Point-based annotation data

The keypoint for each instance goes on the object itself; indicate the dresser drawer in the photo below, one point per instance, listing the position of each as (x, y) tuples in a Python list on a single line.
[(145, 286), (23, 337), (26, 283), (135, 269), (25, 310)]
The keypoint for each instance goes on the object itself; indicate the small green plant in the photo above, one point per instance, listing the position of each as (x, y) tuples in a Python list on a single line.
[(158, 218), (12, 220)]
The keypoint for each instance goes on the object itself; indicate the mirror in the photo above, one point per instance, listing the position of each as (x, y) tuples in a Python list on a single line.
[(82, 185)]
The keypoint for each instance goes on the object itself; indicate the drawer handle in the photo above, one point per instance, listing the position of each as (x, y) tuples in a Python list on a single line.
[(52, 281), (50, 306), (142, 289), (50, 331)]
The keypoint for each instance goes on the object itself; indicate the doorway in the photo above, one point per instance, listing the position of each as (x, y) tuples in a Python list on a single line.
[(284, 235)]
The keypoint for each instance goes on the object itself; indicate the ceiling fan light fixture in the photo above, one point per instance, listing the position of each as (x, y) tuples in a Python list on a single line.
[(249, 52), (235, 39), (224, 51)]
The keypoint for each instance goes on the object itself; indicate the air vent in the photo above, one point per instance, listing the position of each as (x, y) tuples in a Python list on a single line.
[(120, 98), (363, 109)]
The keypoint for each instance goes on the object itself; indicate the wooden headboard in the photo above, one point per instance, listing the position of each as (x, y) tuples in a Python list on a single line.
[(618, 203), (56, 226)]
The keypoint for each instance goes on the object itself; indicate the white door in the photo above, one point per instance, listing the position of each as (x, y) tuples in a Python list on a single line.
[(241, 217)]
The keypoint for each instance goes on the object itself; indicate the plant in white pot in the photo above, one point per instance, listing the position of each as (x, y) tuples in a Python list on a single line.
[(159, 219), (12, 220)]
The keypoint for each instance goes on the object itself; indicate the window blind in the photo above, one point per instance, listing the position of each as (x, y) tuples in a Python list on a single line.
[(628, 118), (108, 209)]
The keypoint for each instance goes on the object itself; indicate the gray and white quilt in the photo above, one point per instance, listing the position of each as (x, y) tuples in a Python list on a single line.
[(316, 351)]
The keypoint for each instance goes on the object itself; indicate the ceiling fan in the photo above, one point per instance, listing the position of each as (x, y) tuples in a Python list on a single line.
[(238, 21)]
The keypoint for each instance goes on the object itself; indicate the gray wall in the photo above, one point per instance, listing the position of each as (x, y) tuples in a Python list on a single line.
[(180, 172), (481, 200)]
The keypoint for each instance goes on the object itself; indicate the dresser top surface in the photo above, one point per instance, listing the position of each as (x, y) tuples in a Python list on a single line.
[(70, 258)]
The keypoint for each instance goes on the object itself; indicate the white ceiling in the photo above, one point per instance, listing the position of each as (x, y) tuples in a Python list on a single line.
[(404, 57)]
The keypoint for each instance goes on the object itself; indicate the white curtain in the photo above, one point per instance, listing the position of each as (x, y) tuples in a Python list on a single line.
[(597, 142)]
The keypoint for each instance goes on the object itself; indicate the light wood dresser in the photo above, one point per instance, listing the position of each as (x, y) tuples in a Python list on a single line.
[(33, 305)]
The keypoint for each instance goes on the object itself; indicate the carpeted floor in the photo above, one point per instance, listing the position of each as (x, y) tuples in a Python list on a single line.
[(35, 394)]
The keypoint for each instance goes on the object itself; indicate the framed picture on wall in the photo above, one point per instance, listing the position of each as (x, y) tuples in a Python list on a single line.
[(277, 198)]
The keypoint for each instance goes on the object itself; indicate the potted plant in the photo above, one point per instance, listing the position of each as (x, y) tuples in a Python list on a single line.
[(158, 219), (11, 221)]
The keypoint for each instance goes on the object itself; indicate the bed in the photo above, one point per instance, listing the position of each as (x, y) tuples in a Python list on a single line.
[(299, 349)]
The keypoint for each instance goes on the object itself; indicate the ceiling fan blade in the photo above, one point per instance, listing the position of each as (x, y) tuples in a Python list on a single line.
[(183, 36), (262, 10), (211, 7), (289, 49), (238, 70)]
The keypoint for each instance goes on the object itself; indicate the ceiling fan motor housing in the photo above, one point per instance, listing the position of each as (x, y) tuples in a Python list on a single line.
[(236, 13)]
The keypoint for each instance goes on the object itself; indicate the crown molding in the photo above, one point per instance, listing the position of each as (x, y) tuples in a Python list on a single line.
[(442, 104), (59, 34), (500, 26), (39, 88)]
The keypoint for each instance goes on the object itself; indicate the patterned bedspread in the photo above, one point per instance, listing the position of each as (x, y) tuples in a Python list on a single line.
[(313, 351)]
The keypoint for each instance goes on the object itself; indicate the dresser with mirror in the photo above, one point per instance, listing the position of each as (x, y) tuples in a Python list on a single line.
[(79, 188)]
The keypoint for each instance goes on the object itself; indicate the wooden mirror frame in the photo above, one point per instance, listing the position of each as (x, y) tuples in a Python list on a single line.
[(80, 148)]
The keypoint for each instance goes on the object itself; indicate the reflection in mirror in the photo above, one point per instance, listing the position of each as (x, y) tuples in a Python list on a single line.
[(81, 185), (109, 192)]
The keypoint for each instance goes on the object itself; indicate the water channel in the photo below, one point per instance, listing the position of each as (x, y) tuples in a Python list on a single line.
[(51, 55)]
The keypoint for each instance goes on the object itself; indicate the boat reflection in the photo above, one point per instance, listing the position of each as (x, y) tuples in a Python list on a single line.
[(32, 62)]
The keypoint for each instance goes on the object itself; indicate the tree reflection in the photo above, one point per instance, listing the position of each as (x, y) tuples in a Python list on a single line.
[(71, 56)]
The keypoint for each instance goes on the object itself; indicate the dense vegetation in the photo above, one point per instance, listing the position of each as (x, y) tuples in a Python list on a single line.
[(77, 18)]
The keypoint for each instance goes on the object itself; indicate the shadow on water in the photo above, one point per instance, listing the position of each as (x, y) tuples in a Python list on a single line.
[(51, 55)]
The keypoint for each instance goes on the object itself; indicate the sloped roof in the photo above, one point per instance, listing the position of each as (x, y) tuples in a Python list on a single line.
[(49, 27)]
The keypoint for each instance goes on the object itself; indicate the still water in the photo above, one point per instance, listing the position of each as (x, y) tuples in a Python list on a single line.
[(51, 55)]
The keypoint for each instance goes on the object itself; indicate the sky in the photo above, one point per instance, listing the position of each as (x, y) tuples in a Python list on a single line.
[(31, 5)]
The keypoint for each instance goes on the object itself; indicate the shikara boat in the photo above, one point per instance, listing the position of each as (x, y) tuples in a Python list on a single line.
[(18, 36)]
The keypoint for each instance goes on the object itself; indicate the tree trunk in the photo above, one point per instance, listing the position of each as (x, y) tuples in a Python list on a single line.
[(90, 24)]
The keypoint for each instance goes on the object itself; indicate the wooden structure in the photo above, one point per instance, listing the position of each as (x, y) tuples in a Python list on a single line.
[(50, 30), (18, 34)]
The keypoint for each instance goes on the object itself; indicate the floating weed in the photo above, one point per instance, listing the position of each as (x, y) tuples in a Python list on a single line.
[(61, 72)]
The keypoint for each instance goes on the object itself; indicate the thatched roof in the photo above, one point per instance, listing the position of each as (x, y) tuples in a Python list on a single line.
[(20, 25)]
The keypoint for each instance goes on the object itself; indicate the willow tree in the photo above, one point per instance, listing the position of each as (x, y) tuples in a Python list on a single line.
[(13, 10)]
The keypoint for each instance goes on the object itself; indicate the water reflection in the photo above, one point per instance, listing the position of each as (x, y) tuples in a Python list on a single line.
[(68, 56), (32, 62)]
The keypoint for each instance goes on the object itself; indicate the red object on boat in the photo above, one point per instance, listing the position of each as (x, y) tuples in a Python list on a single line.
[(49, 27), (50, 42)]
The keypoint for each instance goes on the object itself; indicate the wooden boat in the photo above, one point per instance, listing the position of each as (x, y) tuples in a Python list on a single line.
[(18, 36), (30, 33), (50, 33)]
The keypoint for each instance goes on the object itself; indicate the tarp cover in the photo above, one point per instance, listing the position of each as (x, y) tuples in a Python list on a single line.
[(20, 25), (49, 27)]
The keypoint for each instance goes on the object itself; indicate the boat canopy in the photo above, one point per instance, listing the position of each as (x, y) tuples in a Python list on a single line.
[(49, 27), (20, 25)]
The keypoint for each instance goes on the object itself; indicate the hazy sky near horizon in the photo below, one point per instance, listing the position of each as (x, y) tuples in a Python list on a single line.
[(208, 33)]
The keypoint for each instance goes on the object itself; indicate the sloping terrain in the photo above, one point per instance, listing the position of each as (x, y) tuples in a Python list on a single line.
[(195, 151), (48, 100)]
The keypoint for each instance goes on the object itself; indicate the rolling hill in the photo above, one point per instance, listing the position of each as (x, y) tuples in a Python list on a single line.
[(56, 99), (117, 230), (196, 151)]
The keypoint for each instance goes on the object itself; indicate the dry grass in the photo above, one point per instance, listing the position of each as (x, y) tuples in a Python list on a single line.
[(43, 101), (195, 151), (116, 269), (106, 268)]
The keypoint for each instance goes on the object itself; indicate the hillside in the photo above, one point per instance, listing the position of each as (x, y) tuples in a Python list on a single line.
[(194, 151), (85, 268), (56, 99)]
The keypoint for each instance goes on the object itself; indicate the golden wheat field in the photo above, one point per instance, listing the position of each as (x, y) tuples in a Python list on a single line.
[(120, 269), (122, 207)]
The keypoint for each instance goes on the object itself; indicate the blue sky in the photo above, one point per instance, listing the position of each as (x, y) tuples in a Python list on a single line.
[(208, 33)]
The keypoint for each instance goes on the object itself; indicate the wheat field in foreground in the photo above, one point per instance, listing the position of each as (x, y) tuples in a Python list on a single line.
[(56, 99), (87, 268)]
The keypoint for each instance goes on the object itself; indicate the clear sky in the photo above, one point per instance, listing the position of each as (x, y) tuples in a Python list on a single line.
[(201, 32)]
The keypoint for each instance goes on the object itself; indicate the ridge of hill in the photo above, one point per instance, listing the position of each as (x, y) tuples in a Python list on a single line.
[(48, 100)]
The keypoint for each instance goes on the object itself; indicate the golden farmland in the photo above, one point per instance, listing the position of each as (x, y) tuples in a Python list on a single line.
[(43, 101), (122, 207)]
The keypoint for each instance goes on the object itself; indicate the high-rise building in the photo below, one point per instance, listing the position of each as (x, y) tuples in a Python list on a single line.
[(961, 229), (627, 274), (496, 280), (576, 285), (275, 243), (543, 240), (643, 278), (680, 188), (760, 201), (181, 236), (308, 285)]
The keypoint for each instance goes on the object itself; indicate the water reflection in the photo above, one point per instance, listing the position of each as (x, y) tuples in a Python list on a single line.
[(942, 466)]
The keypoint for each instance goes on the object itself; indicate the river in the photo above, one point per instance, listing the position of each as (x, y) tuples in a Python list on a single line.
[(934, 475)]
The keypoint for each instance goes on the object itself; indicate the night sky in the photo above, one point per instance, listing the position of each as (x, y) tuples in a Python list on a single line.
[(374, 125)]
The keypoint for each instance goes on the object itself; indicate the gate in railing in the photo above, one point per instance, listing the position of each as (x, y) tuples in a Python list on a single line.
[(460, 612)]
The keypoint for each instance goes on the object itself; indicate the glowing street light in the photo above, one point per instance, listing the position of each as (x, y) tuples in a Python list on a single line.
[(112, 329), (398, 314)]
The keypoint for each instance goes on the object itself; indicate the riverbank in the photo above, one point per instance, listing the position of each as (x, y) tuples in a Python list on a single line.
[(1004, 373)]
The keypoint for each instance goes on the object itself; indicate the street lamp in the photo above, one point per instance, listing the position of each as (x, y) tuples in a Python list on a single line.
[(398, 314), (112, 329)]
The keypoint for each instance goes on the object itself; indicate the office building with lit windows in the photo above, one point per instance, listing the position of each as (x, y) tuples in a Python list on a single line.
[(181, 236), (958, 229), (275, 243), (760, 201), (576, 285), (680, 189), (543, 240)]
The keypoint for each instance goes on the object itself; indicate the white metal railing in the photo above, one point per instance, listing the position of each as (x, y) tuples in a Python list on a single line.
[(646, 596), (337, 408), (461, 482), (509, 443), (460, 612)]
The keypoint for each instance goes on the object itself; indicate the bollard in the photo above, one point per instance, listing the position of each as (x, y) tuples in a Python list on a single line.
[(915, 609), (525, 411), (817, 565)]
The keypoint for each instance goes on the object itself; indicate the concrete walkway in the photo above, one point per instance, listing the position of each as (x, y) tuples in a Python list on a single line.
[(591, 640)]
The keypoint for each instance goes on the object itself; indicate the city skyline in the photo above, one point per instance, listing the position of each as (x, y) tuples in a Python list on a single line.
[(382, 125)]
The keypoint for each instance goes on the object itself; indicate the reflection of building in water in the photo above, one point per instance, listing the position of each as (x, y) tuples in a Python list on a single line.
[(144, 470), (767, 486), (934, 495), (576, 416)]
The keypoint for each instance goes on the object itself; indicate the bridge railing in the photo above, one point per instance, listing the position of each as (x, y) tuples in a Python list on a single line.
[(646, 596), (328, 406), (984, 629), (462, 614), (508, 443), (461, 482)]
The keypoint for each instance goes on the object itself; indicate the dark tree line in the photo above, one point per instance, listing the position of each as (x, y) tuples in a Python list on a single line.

What the task asks
Reproduce the lines of the data word for word, starting at the line that contains "indicate the bollard" and ending with the last line of the data, both included.

Answer to the task
The keypoint for each instance goes on the object itself; indicate the bollard in the photo above, one point per instance, listing the position of each as (x, y) tuples in a Python list on a single line.
[(915, 609), (525, 411), (817, 565)]
The keypoint for each instance goes on the object itself; indicate the concrete walkway in the photo above, one point per instance, listing the position of each as (x, y) tuples in a Python list on a single line.
[(591, 640)]
The keypoint for each instance goes on the object itself; indicate the city skyline in the photo above, one point per instance, listing the position of each as (x, y) tuples in a Python list on a single line.
[(382, 125)]
The keypoint for each instance goes on the object itself; indicate the reflection of building in water in the photo above, one point per instance, listing the position of each as (x, y) tuples in a Python list on a single line.
[(144, 470), (767, 486), (934, 495), (576, 416)]
The keypoint for each instance goes on the object itself; indicate the bridge railing in the photo above, one point per instance, listing the position of each as (x, y) tuples in a Python list on a single line.
[(646, 596), (328, 406), (984, 629), (462, 614), (508, 443), (461, 482)]
The keypoint for each instance goes on the object itself; indicate the dark tree line in the photo above, one point per instance, listing the position of each as (x, y) tuples in a Python list on a single line.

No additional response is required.